* [STATED TASK]: Retype each entry below exactly as it stands.

* [GIVEN RECORDS]:
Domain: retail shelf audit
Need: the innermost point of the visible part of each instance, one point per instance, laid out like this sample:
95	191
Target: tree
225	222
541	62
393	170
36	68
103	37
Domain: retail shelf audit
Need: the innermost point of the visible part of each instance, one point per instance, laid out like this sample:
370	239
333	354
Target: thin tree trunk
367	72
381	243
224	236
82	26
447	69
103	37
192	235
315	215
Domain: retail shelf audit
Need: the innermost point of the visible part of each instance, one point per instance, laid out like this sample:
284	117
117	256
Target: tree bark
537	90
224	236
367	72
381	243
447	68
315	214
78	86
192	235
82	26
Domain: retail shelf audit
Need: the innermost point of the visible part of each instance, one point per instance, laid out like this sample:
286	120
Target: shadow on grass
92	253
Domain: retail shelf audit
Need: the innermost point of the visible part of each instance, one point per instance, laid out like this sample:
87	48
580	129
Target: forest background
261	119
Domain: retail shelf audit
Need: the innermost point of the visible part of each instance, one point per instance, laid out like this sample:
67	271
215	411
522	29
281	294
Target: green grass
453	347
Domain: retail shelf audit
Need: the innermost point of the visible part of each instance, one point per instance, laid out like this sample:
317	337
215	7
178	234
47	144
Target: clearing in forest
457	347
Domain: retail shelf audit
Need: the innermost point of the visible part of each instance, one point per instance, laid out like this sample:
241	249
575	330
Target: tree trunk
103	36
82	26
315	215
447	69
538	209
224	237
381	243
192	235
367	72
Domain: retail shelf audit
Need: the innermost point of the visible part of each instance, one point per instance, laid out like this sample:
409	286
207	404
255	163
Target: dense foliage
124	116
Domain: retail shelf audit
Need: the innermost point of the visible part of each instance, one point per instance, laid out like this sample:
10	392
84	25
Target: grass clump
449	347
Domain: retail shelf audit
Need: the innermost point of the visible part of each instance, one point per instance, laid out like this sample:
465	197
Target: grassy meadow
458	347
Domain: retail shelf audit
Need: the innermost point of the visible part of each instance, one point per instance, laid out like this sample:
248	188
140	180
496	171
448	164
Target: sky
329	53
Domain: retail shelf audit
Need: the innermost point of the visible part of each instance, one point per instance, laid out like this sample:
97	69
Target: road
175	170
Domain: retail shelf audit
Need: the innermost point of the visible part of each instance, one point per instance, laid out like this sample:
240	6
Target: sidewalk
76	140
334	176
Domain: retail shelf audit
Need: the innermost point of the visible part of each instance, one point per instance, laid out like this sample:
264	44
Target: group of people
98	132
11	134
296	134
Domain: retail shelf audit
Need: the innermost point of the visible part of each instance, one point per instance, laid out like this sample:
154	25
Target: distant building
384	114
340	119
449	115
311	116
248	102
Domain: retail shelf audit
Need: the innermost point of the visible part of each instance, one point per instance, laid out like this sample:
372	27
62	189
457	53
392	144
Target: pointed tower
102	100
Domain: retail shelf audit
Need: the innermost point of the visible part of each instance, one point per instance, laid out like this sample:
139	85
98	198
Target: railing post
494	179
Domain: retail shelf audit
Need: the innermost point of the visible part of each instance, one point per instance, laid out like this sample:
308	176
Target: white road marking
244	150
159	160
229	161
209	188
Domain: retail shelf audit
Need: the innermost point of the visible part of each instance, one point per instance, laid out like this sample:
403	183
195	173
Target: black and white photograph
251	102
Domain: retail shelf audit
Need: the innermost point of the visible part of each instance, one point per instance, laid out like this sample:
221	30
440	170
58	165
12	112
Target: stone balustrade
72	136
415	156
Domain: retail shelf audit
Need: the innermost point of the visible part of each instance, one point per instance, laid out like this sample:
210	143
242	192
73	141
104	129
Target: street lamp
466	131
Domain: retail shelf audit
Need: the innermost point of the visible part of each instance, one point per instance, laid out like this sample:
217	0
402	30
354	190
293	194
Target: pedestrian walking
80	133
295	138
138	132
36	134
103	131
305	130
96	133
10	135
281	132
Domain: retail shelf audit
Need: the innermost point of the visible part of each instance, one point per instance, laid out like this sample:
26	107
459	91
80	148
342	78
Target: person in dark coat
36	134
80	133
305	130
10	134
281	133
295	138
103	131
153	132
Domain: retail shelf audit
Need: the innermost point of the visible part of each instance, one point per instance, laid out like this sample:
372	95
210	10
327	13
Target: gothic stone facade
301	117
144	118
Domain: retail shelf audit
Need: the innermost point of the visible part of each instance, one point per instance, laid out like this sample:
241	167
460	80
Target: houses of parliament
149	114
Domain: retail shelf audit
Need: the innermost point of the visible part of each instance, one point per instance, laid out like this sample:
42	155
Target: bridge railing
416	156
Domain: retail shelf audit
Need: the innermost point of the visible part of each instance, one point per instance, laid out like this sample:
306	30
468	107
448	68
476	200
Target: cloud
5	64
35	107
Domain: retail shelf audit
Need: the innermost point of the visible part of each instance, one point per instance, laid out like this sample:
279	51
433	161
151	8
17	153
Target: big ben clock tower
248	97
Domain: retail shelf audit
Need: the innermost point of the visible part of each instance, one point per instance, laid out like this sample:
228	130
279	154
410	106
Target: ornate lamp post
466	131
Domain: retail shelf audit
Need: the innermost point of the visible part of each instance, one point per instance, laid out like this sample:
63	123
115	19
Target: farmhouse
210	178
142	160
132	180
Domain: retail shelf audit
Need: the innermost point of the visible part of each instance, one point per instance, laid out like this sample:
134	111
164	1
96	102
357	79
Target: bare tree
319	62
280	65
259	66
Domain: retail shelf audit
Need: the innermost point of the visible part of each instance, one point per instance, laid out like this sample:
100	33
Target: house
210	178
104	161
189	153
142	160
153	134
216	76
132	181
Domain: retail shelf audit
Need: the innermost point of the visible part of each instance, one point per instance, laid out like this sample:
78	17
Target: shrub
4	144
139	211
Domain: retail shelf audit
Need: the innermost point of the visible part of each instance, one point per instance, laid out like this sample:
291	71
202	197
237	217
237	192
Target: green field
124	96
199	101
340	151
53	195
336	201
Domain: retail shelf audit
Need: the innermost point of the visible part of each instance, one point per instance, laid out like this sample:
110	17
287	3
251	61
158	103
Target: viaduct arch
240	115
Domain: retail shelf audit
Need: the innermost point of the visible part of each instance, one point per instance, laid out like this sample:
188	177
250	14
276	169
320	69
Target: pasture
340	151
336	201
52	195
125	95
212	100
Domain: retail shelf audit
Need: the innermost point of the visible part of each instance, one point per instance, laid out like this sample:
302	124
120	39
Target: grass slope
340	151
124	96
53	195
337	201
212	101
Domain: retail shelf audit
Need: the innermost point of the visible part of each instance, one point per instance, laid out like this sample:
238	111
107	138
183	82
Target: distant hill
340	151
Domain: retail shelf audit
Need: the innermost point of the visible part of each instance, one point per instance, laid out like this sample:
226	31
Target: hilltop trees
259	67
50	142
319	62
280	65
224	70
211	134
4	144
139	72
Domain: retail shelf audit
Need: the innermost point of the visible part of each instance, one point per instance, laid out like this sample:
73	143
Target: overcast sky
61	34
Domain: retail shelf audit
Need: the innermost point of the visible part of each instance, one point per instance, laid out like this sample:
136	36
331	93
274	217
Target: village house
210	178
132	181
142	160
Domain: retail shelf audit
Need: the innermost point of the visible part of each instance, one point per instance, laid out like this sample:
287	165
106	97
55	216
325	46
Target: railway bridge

* [TASK ANSWER]:
Domain: retail shelf audit
Need: the innermost point of the visible part of each instance, one point per instance, laid out like this sample:
95	191
Target: tree
225	222
541	62
393	170
36	68
103	37
Domain: retail shelf audit
Need: the innermost point of the visible part of each instance, one point per instance, laid out like this sample:
370	239
333	354
Target: thin tree trunk
367	72
381	243
224	236
82	26
447	69
103	37
192	235
315	215
Domain: retail shelf audit
Need: the innermost point of the visible part of each instance, one point per instance, laid out like this sample:
284	117
117	256
Target: tree bark
537	90
224	236
367	72
381	243
447	68
315	214
78	86
192	235
82	26
Domain: retail shelf audit
Need: the innermost point of the visible part of each instance, one point per instance, laid out like this sample:
286	120
Target: shadow on grass
92	253
Domain: retail shelf audit
Need: the innermost point of the visible part of each instance, one point per instance, laid out like this sample:
87	48
580	129
Target: forest background
261	119
Domain: retail shelf audit
Need: the innermost point of the visible part of each instance, one point per instance, laid out like this sample:
67	271
215	411
522	29
281	294
Target: green grass
453	347
Domain: retail shelf audit
Need: the innermost point of the visible part of each instance, one point per instance, laid out like this sample:
317	337
215	7
178	234
47	144
Target: clearing in forest
457	347
Domain: retail shelf audit
Need: the innermost point of the visible part of each instance, one point per instance, laid out like this sample:
241	249
575	330
Target: tree trunk
103	36
82	26
315	215
447	69
538	209
224	237
381	243
192	235
367	72
Domain: retail shelf audit
Need: the innermost point of the visible part of each instance, one point per instance, laid out like this sample:
409	286
207	404
255	163
Target: dense foliage
124	116
Domain: retail shelf audit
Need: the innermost point of the visible part of each instance, one point per instance, laid out like this sample:
10	392
84	25
Target: grass clump
449	347
Domain: retail shelf audit
Need: the innermost point of the visible part of each instance, one point per instance, laid out like this sample:
465	197
Target: grassy meadow
458	347
Domain: retail shelf audit
Need: the innermost point of the visible part of each instance, one point per instance, laid out like this sample:
248	188
140	180
496	171
448	164
Target: sky
329	53
Domain: retail shelf audit
Need: the innermost point of the visible part of each instance, one point per instance, laid out like this sample:
97	69
Target: road
175	170
Domain: retail shelf audit
Need: the innermost point of the visible part of each instance, one point per instance, laid out like this sample:
240	6
Target: sidewalk
76	140
334	176
Domain: retail shelf audit
Need: the innermost point of the visible part of each instance, one point per instance, laid out like this sample:
264	44
Target: group of people
98	132
11	134
296	134
Domain: retail shelf audit
Need: the innermost point of the visible part of each instance, one point per instance, laid out like this sample:
154	25
Target: distant building
384	114
340	119
449	115
311	116
248	102
Domain: retail shelf audit
Need: the innermost point of the visible part of each instance, one point per instance, laid out like this sample:
372	27
62	189
457	53
392	144
Target: pointed tower
102	100
Domain: retail shelf audit
Need: the innermost point of the visible part of each instance, one point per instance, laid out like this sample:
139	85
98	198
Target: railing post
494	179
Domain: retail shelf audit
Need: the innermost point of the visible part of each instance, one point per instance, laid out like this sample:
308	176
Target: white road marking
244	150
159	160
229	161
209	188
Domain: retail shelf audit
Need: the innermost point of the visible part of each instance, one point per instance, laid out like this sample:
403	183
195	173
Target: black and white photograph
251	102
Domain: retail shelf audit
Need: the innermost point of the visible part of each instance, one point per instance, laid out like this sample:
221	30
440	170
58	165
12	112
Target: stone balustrade
72	136
415	156
Domain: retail shelf audit
Need: the innermost point of the visible part of each instance, one point per instance, laid out like this sample:
210	143
242	192
73	141
104	129
Target: street lamp
466	131
Domain: retail shelf audit
Need: the innermost point of the visible part of each instance, one point per instance, laid out like this sample:
217	0
402	30
354	190
293	194
Target: pedestrian walking
80	133
295	138
138	132
36	134
103	131
305	130
96	133
10	135
281	132
Domain: retail shelf audit
Need: the innermost point of the visible part of each instance, one point per instance, laid out like this sample:
26	107
459	91
80	148
342	78
Target: person in dark coat
36	134
80	133
305	130
10	134
281	133
295	138
103	131
153	132
Domain: retail shelf audit
Need: the innermost point of the visible part of each instance, one point per instance, laid out like this sample:
372	95
210	10
327	13
Target: gothic stone facade
301	117
144	118
Domain: retail shelf audit
Need: the innermost point of the visible part of each instance, one point per instance, laid out like this sample:
241	167
460	80
Target: houses of parliament
149	114
Domain: retail shelf audit
Need: the innermost point of the visible part of each instance, one point per instance, laid out like this sample:
42	155
Target: bridge railing
416	156
Domain: retail shelf audit
Need: the innermost point of the visible part of each instance, one point per instance, laid out like this sample:
306	30
468	107
448	68
476	200
Target: cloud
5	64
35	107
Domain: retail shelf audit
Need: the innermost point of the visible part of each instance, one point per instance, laid out like this sample:
279	51
433	161
151	8
17	153
Target: big ben clock tower
248	97
Domain: retail shelf audit
Need: the innermost point of the visible part of each instance, one point per instance, laid out like this sample:
228	130
279	154
410	106
Target: ornate lamp post
466	131
Domain: retail shelf audit
Need: the innermost point of the visible part of each instance, one point per instance, laid out like this sample:
63	123
115	19
Target: farmhouse
210	178
142	160
132	180
Domain: retail shelf audit
Need: the innermost point of the visible part of each instance, one point per instance, laid out like this sample:
134	111
164	1
96	102
357	79
Target: bare tree
319	62
280	65
259	66
Domain: retail shelf audit
Need: the innermost point of the visible part of each instance, one point per instance, laid out like this sample:
100	33
Target: house
210	178
104	161
189	153
142	160
153	134
216	76
132	181
Domain: retail shelf audit
Need: the innermost point of the visible part of each instance, one point per instance, laid out like this sample:
78	17
Target: shrub
4	144
139	211
Domain: retail shelf audit
Need: the innermost point of the visible part of each instance, one point per instance, laid out like this sample:
291	71
202	197
237	217
237	192
Target: green field
124	96
199	101
340	151
53	195
336	201
Domain: retail shelf audit
Need: the innermost point of the visible part of each instance, one point per instance, laid out like this sample:
110	17
287	3
251	61
158	103
Target: viaduct arch
240	115
Domain: retail shelf audit
Need: the innermost point of the visible part of each instance, one point per instance, laid out like this sample:
188	177
250	14
276	169
320	69
Target: pasture
340	151
336	201
52	195
125	95
212	100
Domain: retail shelf audit
Need: the innermost point of the visible part of each instance, one point per instance, laid out like this sample:
302	124
120	39
Target: grass slope
340	151
124	96
53	195
337	201
212	101
Domain: retail shelf audit
Need: the innermost point of the visible part of each instance, one point per instance, laid out like this sample:
238	111
107	138
183	82
Target: distant hill
340	151
Domain: retail shelf audit
Need: the innermost point of the visible part of each instance, one point per instance, laid out like this sample:
226	31
Target: hilltop trees
259	67
50	142
319	62
280	65
224	70
211	134
4	144
139	72
Domain: retail shelf audit
Need: the innermost point of the visible part of each instance, one point per instance, laid out like this sample:
73	143
Target: overcast sky
61	34
Domain: retail shelf audit
Need: the innermost point of the visible part of each instance, one point per instance, laid out like this sample:
136	36
331	93
274	217
Target: village house
210	178
132	181
142	160
Domain: retail shelf audit
Need: the innermost point of the visible part of each instance, one point per instance, laid out like this sample:
287	165
106	97
55	216
325	46
Target: railway bridge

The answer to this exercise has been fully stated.